=== Data supplied ===

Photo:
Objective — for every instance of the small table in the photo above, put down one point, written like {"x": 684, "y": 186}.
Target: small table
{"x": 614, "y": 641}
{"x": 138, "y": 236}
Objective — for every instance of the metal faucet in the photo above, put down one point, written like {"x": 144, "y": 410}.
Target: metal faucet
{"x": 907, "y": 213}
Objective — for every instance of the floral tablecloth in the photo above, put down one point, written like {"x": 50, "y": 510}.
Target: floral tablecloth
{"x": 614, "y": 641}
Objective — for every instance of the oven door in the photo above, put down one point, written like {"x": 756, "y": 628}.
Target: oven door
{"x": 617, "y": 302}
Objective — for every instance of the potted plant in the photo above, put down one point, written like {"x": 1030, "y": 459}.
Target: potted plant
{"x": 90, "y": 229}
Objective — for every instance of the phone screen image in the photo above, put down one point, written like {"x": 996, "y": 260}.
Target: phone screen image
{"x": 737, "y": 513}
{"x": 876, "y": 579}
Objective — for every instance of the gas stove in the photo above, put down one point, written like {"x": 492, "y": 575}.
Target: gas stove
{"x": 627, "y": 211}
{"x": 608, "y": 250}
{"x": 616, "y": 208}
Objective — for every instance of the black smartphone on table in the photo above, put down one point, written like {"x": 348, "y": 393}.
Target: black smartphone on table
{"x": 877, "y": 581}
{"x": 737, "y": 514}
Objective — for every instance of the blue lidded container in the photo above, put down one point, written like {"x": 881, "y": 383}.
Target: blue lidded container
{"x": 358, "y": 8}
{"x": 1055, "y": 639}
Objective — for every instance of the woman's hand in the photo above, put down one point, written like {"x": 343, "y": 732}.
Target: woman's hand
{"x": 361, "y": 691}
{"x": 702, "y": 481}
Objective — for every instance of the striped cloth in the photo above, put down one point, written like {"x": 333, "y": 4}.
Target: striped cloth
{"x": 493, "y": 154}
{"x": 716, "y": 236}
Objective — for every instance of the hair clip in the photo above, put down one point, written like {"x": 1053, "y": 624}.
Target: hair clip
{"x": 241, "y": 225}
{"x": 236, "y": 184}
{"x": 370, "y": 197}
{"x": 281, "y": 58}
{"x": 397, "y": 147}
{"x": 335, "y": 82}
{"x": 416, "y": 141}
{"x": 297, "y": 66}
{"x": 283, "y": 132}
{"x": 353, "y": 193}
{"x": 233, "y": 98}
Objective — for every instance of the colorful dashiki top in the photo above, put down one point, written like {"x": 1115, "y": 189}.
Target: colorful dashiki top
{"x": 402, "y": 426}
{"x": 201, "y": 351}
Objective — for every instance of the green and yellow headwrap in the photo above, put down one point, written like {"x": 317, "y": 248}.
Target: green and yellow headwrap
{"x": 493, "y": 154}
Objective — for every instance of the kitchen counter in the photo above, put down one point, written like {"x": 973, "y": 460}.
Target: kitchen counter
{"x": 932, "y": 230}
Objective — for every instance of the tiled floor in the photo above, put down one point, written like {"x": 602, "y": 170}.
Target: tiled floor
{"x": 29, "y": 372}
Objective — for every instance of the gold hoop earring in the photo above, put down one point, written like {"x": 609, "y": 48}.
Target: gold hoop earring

===

[What the task asks]
Rewrite every line of the listing above as a numbered list, leaving out any blank lines.

[Exercise output]
1. Photo:
2. Objective — for every instance of the small table in the photo above, put down one point, written like {"x": 684, "y": 186}.
3. Target: small table
4. {"x": 614, "y": 641}
5. {"x": 138, "y": 236}
6. Objective — for every instance of the metal faucet in the photo above, put down one point, written like {"x": 144, "y": 410}.
7. Target: metal faucet
8. {"x": 907, "y": 213}
9. Objective — for every instance of the floral tablecloth in the photo above, put down one point, written like {"x": 50, "y": 510}.
10. Target: floral tablecloth
11. {"x": 614, "y": 641}
12. Objective — for every instance of the oven door in the photo above, put down one point, written like {"x": 756, "y": 628}.
13. Target: oven door
14. {"x": 617, "y": 302}
15. Objective — for every instance of the potted plant in the photo above, put down one point, written like {"x": 1030, "y": 459}.
16. Target: potted plant
17. {"x": 90, "y": 229}
18. Objective — for every instance of the phone screen image in the photo above, put down one point, written like {"x": 996, "y": 260}.
19. Target: phone screen image
20. {"x": 737, "y": 513}
21. {"x": 876, "y": 579}
22. Objective — for every instance of the gas stove in the photo above, put down one point, written like {"x": 492, "y": 575}.
23. Target: gas stove
24. {"x": 627, "y": 211}
25. {"x": 608, "y": 250}
26. {"x": 616, "y": 208}
27. Objective — for every instance of the black smartphone on table in the photo above, put down one point, written like {"x": 348, "y": 393}.
28. Target: black smartphone on table
29. {"x": 877, "y": 581}
30. {"x": 737, "y": 514}
31. Objective — for every instance of the blue lidded container in the photo above, put down one point, written like {"x": 881, "y": 383}.
32. Target: blue lidded container
33. {"x": 358, "y": 8}
34. {"x": 1055, "y": 639}
35. Objective — for every instance of the woman's hand in the photo above, put down one point, written like {"x": 343, "y": 732}.
36. Target: woman's hand
37. {"x": 361, "y": 691}
38. {"x": 702, "y": 481}
39. Objective — for every instance of the striped cloth in the photo above, put down one point, written like {"x": 333, "y": 4}.
40. Target: striped cloth
41. {"x": 493, "y": 154}
42. {"x": 716, "y": 236}
43. Objective — for every instance of the hair clip in the photo above, put down one point, written like {"x": 1053, "y": 624}.
44. Target: hair clip
45. {"x": 241, "y": 225}
46. {"x": 236, "y": 184}
47. {"x": 370, "y": 197}
48. {"x": 281, "y": 58}
49. {"x": 397, "y": 147}
50. {"x": 335, "y": 82}
51. {"x": 416, "y": 141}
52. {"x": 297, "y": 66}
53. {"x": 283, "y": 132}
54. {"x": 353, "y": 193}
55. {"x": 233, "y": 98}
56. Objective — for every instance of the colorful dashiki top in the photo above, put down one point, written like {"x": 1115, "y": 189}.
57. Target: colorful dashiki top
58. {"x": 402, "y": 426}
59. {"x": 201, "y": 351}
60. Objective — for every instance of the green and yellow headwrap in the photo above, put down one point, written like {"x": 317, "y": 248}.
61. Target: green and yellow headwrap
62. {"x": 493, "y": 154}
63. Objective — for every instance of the kitchen counter in the photo above, put down one point, written like {"x": 973, "y": 460}.
64. Target: kitchen counter
65. {"x": 932, "y": 230}
66. Objective — for every instance of the tiled floor in the photo above, put down one point, written like {"x": 602, "y": 170}.
67. Target: tiled floor
68. {"x": 29, "y": 372}
69. Objective — for every instance of the gold hoop earring in the photo above, put down one point, written like {"x": 609, "y": 48}.
70. Target: gold hoop earring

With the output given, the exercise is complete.